* Begin RECORDS FOR THIS EXERCISE *
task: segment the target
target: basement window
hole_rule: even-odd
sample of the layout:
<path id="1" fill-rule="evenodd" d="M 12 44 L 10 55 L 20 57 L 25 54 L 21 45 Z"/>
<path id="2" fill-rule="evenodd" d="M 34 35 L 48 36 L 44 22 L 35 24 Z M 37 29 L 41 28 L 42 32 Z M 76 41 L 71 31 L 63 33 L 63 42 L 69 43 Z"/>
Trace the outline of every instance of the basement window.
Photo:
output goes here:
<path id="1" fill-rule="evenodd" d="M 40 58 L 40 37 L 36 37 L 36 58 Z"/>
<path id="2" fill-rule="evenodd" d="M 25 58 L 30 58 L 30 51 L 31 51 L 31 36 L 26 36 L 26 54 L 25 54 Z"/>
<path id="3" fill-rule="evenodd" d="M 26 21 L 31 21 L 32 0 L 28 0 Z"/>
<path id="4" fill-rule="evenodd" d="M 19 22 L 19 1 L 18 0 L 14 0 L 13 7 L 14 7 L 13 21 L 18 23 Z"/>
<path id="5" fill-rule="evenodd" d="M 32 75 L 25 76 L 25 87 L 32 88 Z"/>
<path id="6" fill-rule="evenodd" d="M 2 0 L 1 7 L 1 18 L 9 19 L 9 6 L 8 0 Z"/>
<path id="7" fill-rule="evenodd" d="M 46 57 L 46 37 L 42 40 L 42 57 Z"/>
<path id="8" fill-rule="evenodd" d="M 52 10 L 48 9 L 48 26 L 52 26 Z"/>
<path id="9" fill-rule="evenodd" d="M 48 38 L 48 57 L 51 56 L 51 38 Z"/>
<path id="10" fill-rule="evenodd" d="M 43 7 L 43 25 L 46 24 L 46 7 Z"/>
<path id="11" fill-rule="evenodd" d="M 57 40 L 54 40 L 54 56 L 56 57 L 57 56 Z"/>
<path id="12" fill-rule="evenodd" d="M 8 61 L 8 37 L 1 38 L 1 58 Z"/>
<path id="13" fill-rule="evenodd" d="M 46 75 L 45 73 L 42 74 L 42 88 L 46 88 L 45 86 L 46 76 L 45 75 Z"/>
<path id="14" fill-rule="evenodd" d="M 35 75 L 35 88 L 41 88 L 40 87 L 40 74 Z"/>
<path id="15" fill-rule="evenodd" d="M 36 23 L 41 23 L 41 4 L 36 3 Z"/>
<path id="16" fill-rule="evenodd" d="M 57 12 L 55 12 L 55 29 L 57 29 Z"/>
* End RECORDS FOR THIS EXERCISE *
**REQUIRED TASK**
Could you write out every row above again, character for character, with nothing changed?

**TASK ANSWER**
task: segment the target
target: basement window
hole_rule: even-odd
sample of the layout:
<path id="1" fill-rule="evenodd" d="M 12 44 L 10 55 L 20 57 L 25 54 L 21 45 Z"/>
<path id="2" fill-rule="evenodd" d="M 34 35 L 48 36 L 44 22 L 35 24 Z M 37 29 L 41 28 L 42 32 Z M 76 41 L 71 31 L 63 33 L 63 42 L 69 43 Z"/>
Trace the outline of every instance of the basement window.
Photo:
output goes here:
<path id="1" fill-rule="evenodd" d="M 40 58 L 40 37 L 36 37 L 36 58 Z"/>
<path id="2" fill-rule="evenodd" d="M 25 58 L 30 58 L 30 51 L 31 51 L 31 36 L 26 36 L 26 54 L 25 54 Z"/>
<path id="3" fill-rule="evenodd" d="M 26 21 L 31 21 L 32 0 L 28 0 Z"/>
<path id="4" fill-rule="evenodd" d="M 19 22 L 19 1 L 18 0 L 14 0 L 13 7 L 14 7 L 13 21 L 18 23 Z"/>
<path id="5" fill-rule="evenodd" d="M 32 75 L 25 76 L 25 87 L 32 88 Z"/>
<path id="6" fill-rule="evenodd" d="M 2 0 L 1 7 L 1 18 L 9 19 L 9 6 L 8 0 Z"/>
<path id="7" fill-rule="evenodd" d="M 46 57 L 46 37 L 42 40 L 42 57 Z"/>
<path id="8" fill-rule="evenodd" d="M 52 10 L 48 9 L 48 26 L 52 26 Z"/>
<path id="9" fill-rule="evenodd" d="M 48 38 L 48 57 L 51 56 L 51 38 Z"/>
<path id="10" fill-rule="evenodd" d="M 43 7 L 43 25 L 46 24 L 46 7 Z"/>
<path id="11" fill-rule="evenodd" d="M 57 40 L 54 40 L 54 56 L 56 57 L 57 56 Z"/>
<path id="12" fill-rule="evenodd" d="M 8 61 L 8 37 L 1 38 L 1 58 Z"/>
<path id="13" fill-rule="evenodd" d="M 46 75 L 45 73 L 42 74 L 42 88 L 46 88 L 45 86 L 46 76 L 45 75 Z"/>
<path id="14" fill-rule="evenodd" d="M 35 75 L 35 88 L 41 88 L 40 87 L 40 74 Z"/>
<path id="15" fill-rule="evenodd" d="M 36 23 L 41 23 L 41 4 L 36 3 Z"/>
<path id="16" fill-rule="evenodd" d="M 57 12 L 55 12 L 55 29 L 57 29 Z"/>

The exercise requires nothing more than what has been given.